### What you have to do
In the records below, find the line containing "the floral patterned skirt" and the line containing "the red coral necklace"; please repeat exactly the lines from one to the other, both included, and nothing more.
**** The data ****
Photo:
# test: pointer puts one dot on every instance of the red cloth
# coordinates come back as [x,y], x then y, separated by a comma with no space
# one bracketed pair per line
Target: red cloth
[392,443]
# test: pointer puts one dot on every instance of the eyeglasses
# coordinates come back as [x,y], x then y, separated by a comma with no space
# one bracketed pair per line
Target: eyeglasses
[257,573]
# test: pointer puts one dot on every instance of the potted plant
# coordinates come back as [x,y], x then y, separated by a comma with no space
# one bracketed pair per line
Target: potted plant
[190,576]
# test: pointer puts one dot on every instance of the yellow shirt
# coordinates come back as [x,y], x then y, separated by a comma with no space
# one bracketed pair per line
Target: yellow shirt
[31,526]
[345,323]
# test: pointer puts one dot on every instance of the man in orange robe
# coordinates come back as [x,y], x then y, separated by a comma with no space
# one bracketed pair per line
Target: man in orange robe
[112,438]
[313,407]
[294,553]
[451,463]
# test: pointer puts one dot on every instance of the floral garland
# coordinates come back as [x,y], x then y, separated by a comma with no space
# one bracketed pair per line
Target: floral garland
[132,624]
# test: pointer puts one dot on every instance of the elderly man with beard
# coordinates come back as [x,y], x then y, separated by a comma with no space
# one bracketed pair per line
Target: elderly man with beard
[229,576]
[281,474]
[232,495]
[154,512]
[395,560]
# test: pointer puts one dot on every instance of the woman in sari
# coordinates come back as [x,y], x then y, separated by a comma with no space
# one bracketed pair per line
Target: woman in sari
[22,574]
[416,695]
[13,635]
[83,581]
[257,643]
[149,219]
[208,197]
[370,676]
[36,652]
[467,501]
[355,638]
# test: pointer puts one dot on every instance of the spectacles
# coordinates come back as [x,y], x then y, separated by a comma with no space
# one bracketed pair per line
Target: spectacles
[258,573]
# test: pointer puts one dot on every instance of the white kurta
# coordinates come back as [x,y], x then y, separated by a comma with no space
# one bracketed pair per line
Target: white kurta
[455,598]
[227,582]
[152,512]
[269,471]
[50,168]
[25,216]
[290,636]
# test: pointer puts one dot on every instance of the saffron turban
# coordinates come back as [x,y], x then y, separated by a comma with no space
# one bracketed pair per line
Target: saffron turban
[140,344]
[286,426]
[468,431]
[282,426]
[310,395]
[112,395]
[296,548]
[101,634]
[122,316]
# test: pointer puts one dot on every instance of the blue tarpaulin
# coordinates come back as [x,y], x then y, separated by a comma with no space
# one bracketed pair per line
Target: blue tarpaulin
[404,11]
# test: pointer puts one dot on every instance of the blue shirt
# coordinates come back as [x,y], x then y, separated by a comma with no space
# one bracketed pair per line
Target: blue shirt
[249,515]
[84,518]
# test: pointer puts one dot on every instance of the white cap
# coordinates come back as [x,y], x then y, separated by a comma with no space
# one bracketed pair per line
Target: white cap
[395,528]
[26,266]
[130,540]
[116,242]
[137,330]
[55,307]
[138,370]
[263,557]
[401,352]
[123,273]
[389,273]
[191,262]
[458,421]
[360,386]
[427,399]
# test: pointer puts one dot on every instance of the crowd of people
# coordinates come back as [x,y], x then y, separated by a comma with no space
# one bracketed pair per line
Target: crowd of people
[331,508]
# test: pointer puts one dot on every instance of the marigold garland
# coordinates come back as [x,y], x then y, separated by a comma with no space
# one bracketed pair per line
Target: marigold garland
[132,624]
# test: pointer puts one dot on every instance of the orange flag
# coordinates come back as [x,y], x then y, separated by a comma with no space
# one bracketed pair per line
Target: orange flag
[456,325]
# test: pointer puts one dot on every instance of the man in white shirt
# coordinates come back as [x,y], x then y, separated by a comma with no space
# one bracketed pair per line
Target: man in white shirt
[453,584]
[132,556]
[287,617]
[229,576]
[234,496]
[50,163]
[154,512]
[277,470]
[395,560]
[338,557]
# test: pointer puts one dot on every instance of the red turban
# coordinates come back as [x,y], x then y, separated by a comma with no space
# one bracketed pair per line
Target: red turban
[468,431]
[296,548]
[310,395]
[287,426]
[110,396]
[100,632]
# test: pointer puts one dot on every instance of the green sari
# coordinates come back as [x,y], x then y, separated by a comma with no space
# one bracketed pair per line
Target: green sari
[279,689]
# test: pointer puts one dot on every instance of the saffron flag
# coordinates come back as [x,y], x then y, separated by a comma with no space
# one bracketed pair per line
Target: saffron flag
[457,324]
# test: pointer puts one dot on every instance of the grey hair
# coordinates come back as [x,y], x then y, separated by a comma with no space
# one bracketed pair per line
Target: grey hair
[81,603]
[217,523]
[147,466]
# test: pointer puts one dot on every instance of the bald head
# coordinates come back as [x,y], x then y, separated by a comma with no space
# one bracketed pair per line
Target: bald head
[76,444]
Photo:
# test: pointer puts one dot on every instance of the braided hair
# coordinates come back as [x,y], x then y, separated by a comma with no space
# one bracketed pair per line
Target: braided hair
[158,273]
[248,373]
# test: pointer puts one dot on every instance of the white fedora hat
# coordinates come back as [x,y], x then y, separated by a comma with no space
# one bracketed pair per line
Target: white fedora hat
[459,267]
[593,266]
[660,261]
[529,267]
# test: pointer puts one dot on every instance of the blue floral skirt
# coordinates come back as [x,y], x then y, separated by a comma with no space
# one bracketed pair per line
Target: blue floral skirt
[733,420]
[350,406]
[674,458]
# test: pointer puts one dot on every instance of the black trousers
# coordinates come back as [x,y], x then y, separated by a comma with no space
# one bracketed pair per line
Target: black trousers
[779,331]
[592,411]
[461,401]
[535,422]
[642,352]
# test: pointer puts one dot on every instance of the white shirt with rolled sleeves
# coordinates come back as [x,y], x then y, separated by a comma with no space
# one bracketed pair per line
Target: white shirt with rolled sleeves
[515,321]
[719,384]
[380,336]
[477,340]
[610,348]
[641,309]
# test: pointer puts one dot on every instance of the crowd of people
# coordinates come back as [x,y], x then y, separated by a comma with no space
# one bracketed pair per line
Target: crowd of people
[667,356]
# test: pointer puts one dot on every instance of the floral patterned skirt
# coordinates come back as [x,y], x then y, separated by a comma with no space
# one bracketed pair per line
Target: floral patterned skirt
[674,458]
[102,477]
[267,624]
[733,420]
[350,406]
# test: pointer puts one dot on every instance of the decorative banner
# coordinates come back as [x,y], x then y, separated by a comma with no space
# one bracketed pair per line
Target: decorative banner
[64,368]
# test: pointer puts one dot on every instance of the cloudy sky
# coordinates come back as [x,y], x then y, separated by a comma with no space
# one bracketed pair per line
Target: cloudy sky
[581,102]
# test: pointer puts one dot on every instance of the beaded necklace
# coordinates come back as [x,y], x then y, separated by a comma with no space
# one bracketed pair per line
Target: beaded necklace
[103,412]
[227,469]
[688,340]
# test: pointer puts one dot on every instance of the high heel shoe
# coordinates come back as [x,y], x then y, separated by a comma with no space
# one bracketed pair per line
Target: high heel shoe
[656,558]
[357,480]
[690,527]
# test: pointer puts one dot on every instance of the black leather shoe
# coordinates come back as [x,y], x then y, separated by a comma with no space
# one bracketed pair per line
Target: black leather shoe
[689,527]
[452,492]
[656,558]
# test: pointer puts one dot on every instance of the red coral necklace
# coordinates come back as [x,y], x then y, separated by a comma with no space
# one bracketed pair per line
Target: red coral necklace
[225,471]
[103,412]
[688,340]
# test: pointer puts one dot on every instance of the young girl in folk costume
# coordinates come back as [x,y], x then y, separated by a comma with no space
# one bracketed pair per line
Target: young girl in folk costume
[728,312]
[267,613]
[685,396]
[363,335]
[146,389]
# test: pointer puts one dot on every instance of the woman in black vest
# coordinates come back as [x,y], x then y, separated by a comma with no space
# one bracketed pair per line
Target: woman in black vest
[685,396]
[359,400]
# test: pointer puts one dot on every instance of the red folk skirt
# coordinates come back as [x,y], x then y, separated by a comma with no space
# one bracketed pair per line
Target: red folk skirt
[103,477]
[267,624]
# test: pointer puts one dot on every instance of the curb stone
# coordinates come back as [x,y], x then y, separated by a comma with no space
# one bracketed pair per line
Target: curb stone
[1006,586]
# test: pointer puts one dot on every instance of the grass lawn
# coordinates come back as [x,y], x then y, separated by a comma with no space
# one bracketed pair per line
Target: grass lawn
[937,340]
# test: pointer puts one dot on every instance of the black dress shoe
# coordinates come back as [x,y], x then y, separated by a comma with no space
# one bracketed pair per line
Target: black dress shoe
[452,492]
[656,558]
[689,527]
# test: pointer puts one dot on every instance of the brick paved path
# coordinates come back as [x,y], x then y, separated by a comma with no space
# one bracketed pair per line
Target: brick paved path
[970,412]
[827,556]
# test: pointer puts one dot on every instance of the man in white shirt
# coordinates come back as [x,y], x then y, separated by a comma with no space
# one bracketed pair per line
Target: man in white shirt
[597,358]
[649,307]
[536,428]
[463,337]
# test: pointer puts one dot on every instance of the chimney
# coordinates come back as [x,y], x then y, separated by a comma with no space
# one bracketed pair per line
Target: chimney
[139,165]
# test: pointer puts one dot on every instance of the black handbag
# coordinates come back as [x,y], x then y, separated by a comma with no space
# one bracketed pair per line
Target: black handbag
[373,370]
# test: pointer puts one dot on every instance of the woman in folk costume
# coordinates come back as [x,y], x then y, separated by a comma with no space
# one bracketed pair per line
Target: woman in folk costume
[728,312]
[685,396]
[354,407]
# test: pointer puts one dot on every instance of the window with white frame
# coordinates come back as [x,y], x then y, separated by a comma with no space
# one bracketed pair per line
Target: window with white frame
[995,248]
****
### Response box
# test: pointer puts one dot on every instance of the floral patterned skirt
# coordinates come back as [x,y], x then y, separated by a comma with no space
# one bracketed pair per line
Target: floral patterned skirt
[674,458]
[102,477]
[267,624]
[733,420]
[350,406]
# test: pointer puts one dot on every instance of the decorative banner
# coordinates come back as [x,y], x then y, separated by a comma with no space
# one bracketed pair per line
Target: decorative banner
[64,368]
# test: pointer puts one dot on every instance of the cloudy sky
# coordinates come back as [x,y], x then y, separated by a comma with no space
# one bracketed pair per line
Target: cloudy sky
[581,102]
# test: pointer puts one dot on every instance of the beaded necklace
# coordinates come back as [x,y], x then y, separated by a comma with no space
# one bracketed pair per line
Target: beaded necklace
[103,412]
[227,469]
[688,340]
# test: pointer puts one dot on every instance of the high heel shoe
# coordinates come back as [x,y], x then y, separated by a comma with no space
# one bracketed pair per line
Target: high heel shoe
[656,558]
[357,480]
[690,527]
# test: pointer puts one dot on every instance of the black leather shoe
# coordinates come back as [x,y], x then y, separated by a comma with no space
# one bracketed pair per line
Target: black leather shoe
[689,527]
[452,492]
[656,558]
# test: pointer puts one dot on every instance of the red coral necklace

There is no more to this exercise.